> **PASSAGE**:
# # # # #
Examples of injection methods include screw and piston. With screw injection, the raw material is poured into a chamber for plasticizing before moving to another chamber that’s used to inject the material into the mold. Piston injection involves using a plunger to push the plasticized material into the mold.
For cooling, the manufacturer may use water, which cools the machine and prevents bacterial growth. They may also use oil that involves the use of an oil cooler that keeps cold oil pumping around the machine. Variothermal cooling involves using cyclically changing temperature controls that are ideal for long, thin, and micro-components.
Step No. 7 – Plasticizing by Heat
Raw material granules are heated to the point where they’re liquefied. The mold is closed and made ready for injection.
Step No. 8 – Injection
The liquified plastic is injected into the mold based on the machine’s pre-determined settings.
Step No. 9 – Repress
As the molten material settles in the mold and begins to cool, it also starts to shrink. The repress step compensates for this by adding more molten material to fill any gaps left by shrinkage.
Step No. 10 – Cooling
The mold is cooled using water or oil coolant. Some manufacturers also experiment with variothermal technology. The coolant typically cycles through the machine and installed mold and cools the injected plastic to make it stable.
Step No. 11 – Demolding/ejection
The mold is opened and the plastic part is removed. The manufacturer may also have to manually remove the sprue used in the mold, depending on the type of sprue and gate they’ve used.
The Three Main Injection Molding Processes:
There are many types of injection molding processes, with each having benefits and drawbacks. The three most common are:
1. Thermoplastic Injection Molding
Thermoplastic is inserted into the machine as granules and melted down for injection. This melted material accumulates in front of the injection tool ready for insertion. Monitoring is crucial to this injection molding process as several changes can occur during its application.
2. Thermoset Injection Molding
Thermosets are often used for parts with thick walls of up to 50mm, such as vehicle headlights. However, recent advances allow this injection molding process to create parts as thin as 1mm. Thermoset molding cures via exposure to heat.
3. Elastomer Injection Molding
This is another heat-based process, meaning the molding tool must maintain a higher temperature than the raw material poured into it. Vulcanization times are higher with this form of injection molding. This form of injection molding offers a good alternative to rubber and silicon processing.
The Limitations of the Injection Molding Process
The injection molding process has several drawbacks to consider before a manufacturer uses it. Though injection molding saves money in terms of material costs and production efficiency, initial set-up costs are high. Injection molding is also not suitable for very large parts, often due to the clamping mechanisms being unable to hold large molds together effectively enough. There’s also a possibility of visual defects, such as weld lines, ejector marks, and defects caused by gates, in some types of injection molding.
What Is Made Using the Injection Molding Process?
The injection molding process is used to create a wide variety of products. These include general household products, such as toothbrushes, disposable cutlery, drinking straws, and laundry baskets. Injection molding’s precision also enables the creation of medical components, such as disposable syringes, heart valves, tubes, and even artificial joints. The process can also be used to make electrical switches, toys, car and computer parts, and food packaging.
The Injection Molding Process – Versatile Product Creation
This article has examined the general injection molding process. However, the exact process varies depending on several factors, including the type of injection molding chosen and the manufacturer’s requirements. It’s this versatility, combined with lowered product creation costs and the process’s repeatability, that has made injection molding one of the world’s foremost product manufacturing techniques.
# # # # #
> **PROMPT 1**:
Answer these questions from the injection molding passage:
(a) What does the repress step compensate for?
(b) Up to what wall thickness are thermosets often used, and what example part does the passage give?
(c) What reason does the passage give for injection molding often being unsuitable for very large parts?
> **PROMPT 2**:
Copy the injection molding passage from "2. Thermoset Injection" up to and including "exposure to heat.".

> **PROVIDED MATERIAL**:
# # # # #
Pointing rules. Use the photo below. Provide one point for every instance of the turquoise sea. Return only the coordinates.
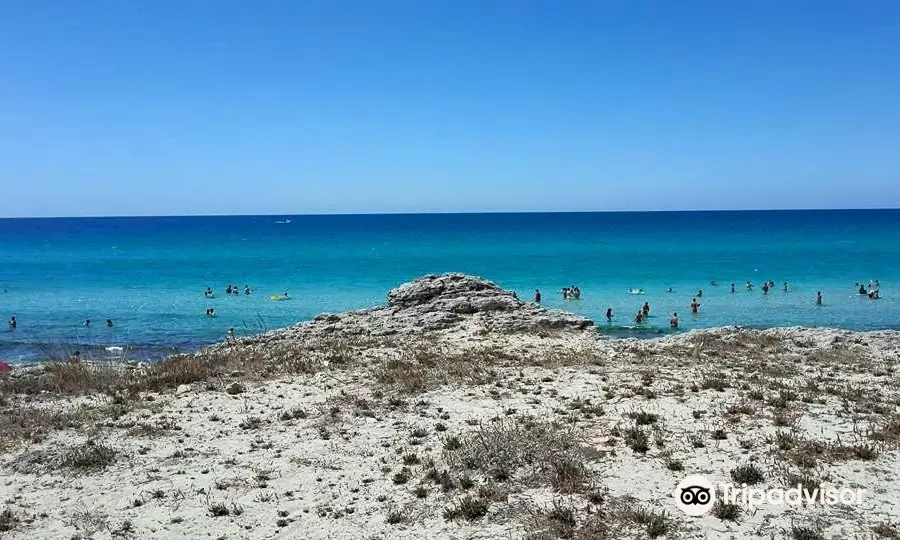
(149, 274)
# # # # #
> **TASK SOLUTION 1**:
(a) Shrinkage of the molten material as it settles in the mold and begins to cool.
(b) Up to 50mm, such as vehicle headlights.
(c) The clamping mechanisms are unable to hold large molds together effectively enough.

> **TASK SOLUTION 2**:
2. Thermoset Injection Molding
Thermosets are often used for parts with thick walls of up to 50mm, such as vehicle headlights. However, recent advances allow this injection molding process to create parts as thin as 1mm. Thermoset molding cures via exposure to heat.